── 出典 ──
本発明に用いるリグニン系化合物の原料である木質系材料は、主にセルロース、ヘミセルロース、リグニンから構成されている。木質中でセルロースが整然と並び、その間にヘミセルロースとリグニンが充填されていて、木質の強度が保たれている。セルロースおよびヘミセルロースはグルコースを構成単位とする多糖類であり、リグニンは以下の式で表される構造を基本とする無定形高分子物質である。
【0022】
【化1】

このようにセルロースおよびヘミセルロースとリグニンとは分子構造が全く異なるため、木質系材料の分解・利用のためには、これらの分離・分解が必要となる。分離・分解の方法としては、パルプ工業で一般に用いられているアルカリによる蒸解処理や、蒸煮・爆砕処理、酸処理による分解、酵素や菌類などを利用する生物分解、超臨界水やアルコールによる処理などがある。分解条件などが厳しいと、リグニンが低分子化しすぎて樹脂として利用することが困難になる場合もあるので注意を要する。
───
• [取り組む課題]:
A – 本文について、次の問いに答えなさい。
(i) 木質系材料は主に何から構成されているか。
(ii) セルロースおよびヘミセルロースは、何を構成単位とする多糖類か。
(iii) 分解条件などが厳しいと、リグニンにはどのような問題が生じる場合があるか。
B – 本文のうち、「本発明に用いるリグニン系化合」で始まり「する無定形高分子物質である。」で終わる部分を書き写しなさい。
── 記録一覧 ──
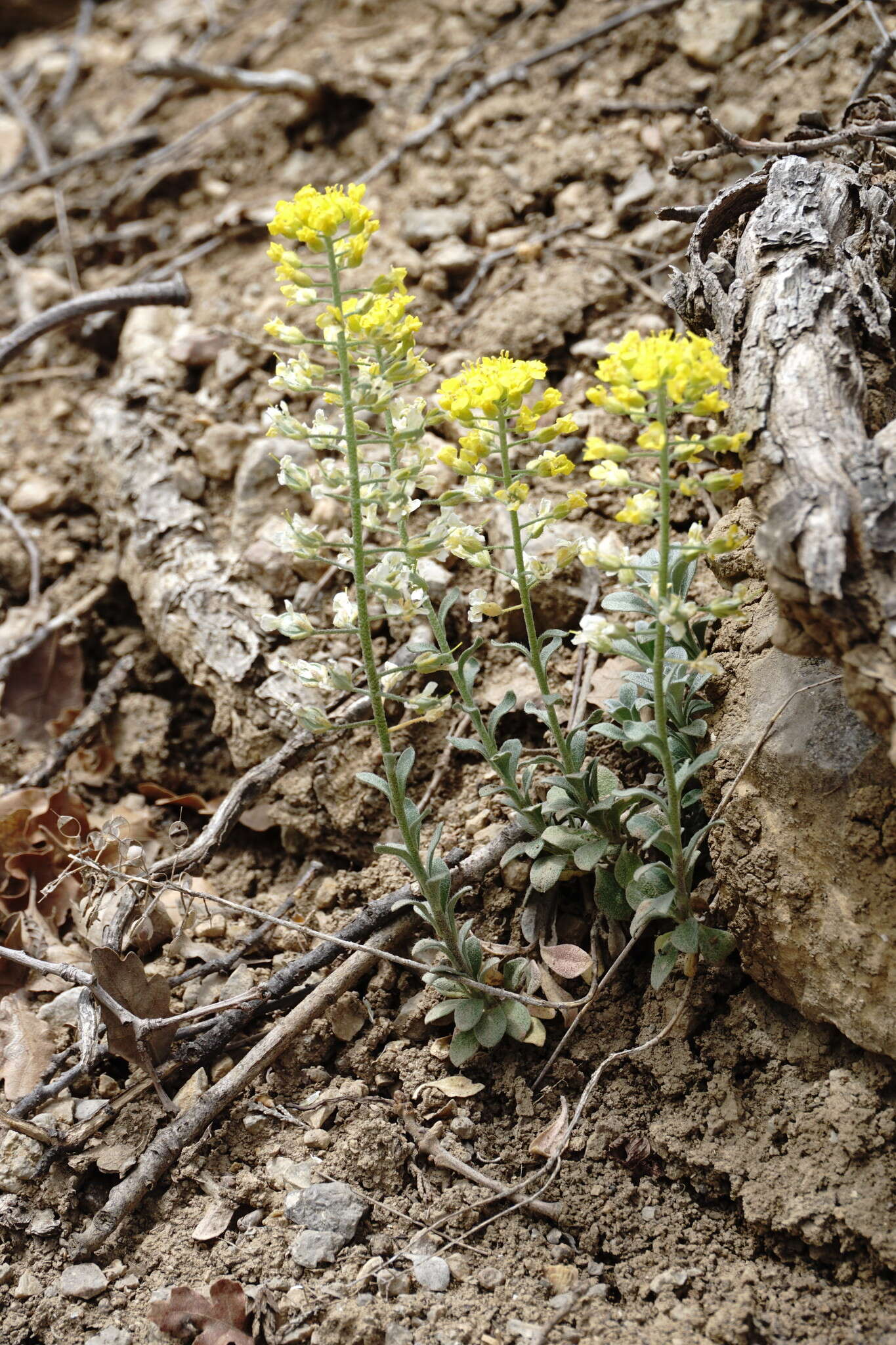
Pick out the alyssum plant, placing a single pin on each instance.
(641, 847)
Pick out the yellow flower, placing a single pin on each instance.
(603, 450)
(550, 463)
(640, 509)
(492, 385)
(653, 439)
(313, 215)
(685, 366)
(610, 474)
(513, 495)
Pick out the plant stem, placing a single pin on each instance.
(658, 666)
(528, 617)
(442, 926)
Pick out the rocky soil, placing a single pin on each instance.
(736, 1184)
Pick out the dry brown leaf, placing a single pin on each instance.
(566, 961)
(553, 992)
(41, 688)
(147, 997)
(214, 1222)
(222, 1314)
(347, 1016)
(547, 1142)
(167, 798)
(26, 1046)
(457, 1086)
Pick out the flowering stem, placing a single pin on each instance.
(442, 926)
(444, 646)
(526, 603)
(658, 665)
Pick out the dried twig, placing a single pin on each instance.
(228, 77)
(114, 150)
(30, 642)
(830, 22)
(752, 755)
(516, 73)
(486, 264)
(174, 292)
(880, 57)
(730, 143)
(42, 159)
(101, 703)
(429, 1145)
(477, 49)
(372, 917)
(228, 961)
(32, 549)
(169, 1142)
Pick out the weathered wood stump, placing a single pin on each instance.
(792, 271)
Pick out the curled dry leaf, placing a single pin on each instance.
(566, 961)
(34, 845)
(41, 688)
(147, 997)
(457, 1086)
(547, 1142)
(221, 1314)
(26, 1046)
(168, 799)
(214, 1222)
(555, 993)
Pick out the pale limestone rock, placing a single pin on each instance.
(714, 32)
(806, 864)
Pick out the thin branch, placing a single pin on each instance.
(830, 22)
(174, 292)
(427, 1143)
(113, 150)
(32, 549)
(516, 73)
(42, 159)
(752, 755)
(101, 703)
(733, 144)
(168, 1145)
(880, 57)
(228, 77)
(64, 89)
(477, 49)
(27, 643)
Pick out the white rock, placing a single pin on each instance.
(714, 32)
(27, 1286)
(422, 227)
(62, 1011)
(37, 494)
(219, 450)
(85, 1279)
(431, 1273)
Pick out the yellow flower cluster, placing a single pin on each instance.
(685, 366)
(639, 509)
(492, 385)
(312, 217)
(378, 318)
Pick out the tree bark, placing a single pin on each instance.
(792, 272)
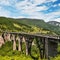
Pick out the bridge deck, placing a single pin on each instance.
(36, 35)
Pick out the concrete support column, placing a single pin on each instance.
(28, 45)
(46, 48)
(20, 43)
(14, 42)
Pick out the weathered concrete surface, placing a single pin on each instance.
(1, 41)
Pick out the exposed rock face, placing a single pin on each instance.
(1, 41)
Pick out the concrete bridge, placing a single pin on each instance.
(46, 44)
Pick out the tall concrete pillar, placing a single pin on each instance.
(46, 48)
(28, 45)
(14, 42)
(20, 43)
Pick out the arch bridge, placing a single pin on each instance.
(49, 43)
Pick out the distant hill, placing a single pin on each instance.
(27, 25)
(55, 23)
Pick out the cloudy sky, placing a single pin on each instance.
(38, 9)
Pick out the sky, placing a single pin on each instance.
(48, 10)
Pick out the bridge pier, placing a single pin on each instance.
(50, 48)
(20, 43)
(14, 42)
(28, 45)
(40, 45)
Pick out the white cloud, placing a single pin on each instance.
(55, 5)
(4, 2)
(32, 10)
(4, 12)
(58, 19)
(59, 4)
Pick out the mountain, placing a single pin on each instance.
(27, 25)
(55, 23)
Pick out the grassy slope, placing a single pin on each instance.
(24, 25)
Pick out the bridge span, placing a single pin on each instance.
(47, 44)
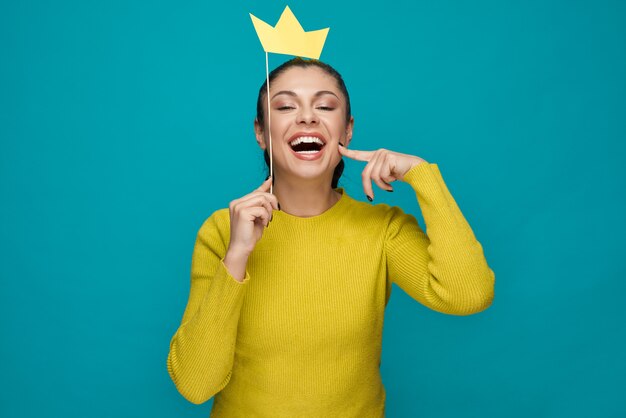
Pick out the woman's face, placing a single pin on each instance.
(308, 120)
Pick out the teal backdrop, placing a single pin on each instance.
(125, 124)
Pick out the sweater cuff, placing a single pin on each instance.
(425, 178)
(230, 277)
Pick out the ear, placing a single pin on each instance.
(258, 132)
(349, 128)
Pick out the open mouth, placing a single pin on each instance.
(307, 144)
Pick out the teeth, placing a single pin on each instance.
(306, 139)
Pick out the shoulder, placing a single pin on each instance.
(380, 212)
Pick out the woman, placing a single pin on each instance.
(285, 312)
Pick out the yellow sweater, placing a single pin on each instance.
(301, 336)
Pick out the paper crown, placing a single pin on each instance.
(288, 37)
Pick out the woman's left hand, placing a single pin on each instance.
(383, 167)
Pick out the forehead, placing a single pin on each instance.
(302, 80)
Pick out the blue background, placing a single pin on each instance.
(125, 124)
───
• [各課題の解答]:
A –
(i) セルロース、ヘミセルロース、リグニン
(ii) グルコース
(iii) 低分子化しすぎて、樹脂として利用することが困難になる場合がある。

B –
本発明に用いるリグニン系化合物の原料である木質系材料は、主にセルロース、ヘミセルロース、リグニンから構成されている。木質中でセルロースが整然と並び、その間にヘミセルロースとリグニンが充填されていて、木質の強度が保たれている。セルロースおよびヘミセルロースはグルコースを構成単位とする多糖類であり、リグニンは以下の式で表される構造を基本とする無定形高分子物質である。